▶ **TO BE DONE**
Rewrite every line of the material from the first through the line containing "[[[42,87],[42,71],[0,65],[0,88]]]", multiplying each coordinate in the answers by 0.85. Round the results to whole numbers, rounding halves up.

Segmentation data:
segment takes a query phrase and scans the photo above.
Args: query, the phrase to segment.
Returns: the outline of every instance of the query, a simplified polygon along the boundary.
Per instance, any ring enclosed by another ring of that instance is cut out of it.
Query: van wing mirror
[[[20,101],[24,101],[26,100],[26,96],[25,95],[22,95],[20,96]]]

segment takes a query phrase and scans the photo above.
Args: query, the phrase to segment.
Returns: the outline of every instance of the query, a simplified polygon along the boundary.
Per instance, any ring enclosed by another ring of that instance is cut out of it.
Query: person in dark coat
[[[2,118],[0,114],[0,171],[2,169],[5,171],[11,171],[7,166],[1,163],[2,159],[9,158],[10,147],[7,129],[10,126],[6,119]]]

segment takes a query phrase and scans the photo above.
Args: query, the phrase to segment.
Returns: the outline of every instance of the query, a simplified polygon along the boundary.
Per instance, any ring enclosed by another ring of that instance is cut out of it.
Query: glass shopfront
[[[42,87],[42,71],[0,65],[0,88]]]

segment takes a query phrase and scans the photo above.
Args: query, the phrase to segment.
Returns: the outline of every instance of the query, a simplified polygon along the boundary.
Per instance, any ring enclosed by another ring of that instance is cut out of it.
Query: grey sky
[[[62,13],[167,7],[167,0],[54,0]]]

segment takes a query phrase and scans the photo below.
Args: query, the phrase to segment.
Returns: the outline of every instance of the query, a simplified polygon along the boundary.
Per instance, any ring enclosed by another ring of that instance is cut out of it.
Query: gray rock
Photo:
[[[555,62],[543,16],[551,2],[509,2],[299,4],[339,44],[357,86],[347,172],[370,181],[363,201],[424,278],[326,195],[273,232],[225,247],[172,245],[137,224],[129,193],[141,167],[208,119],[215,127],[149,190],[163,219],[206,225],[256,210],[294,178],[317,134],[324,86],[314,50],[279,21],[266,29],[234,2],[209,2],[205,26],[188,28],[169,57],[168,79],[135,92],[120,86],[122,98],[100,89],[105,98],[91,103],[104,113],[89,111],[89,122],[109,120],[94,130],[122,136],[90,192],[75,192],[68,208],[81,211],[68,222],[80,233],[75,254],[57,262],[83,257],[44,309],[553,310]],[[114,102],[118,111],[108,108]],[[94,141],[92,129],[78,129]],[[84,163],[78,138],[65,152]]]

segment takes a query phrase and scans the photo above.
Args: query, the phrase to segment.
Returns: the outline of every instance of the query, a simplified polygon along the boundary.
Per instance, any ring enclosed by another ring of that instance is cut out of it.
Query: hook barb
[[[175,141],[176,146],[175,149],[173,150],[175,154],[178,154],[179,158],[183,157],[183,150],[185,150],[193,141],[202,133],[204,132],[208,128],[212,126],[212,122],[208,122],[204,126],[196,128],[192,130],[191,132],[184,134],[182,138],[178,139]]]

▶ **OUTPUT**
segment takes a query phrase and scans the photo above.
Args: query, the phrase to segment.
Returns: the outline of every instance of the query, a simplified polygon along the boundary.
Per instance, any ring enclosed by another ring of that instance is cut out of it.
Query: van wing mirror
[[[17,86],[20,86],[22,85],[22,82],[21,81],[19,81],[17,82]]]

segment takes a query phrase and scans the photo above.
Args: query, the phrase to segment.
Returns: the outline of every instance of the query, a simplified polygon along the boundary.
Per instance, any ring enclosed by another ring of that instance is cut out of it.
Query: person in dark coat
[[[2,100],[0,97],[0,145],[2,144],[4,145],[9,145],[6,141],[1,139],[2,135],[8,134],[9,125],[6,110],[9,107],[5,101]]]

segment takes a query phrase and scans the photo above.
Args: query, the phrase to segment.
Returns: the outline of every instance of the query, a simplified polygon along the boundary.
Per instance, any ring enclosed by another ring of that instance is cut out of it.
Query: glass shopfront
[[[36,74],[36,60],[0,55],[0,75]]]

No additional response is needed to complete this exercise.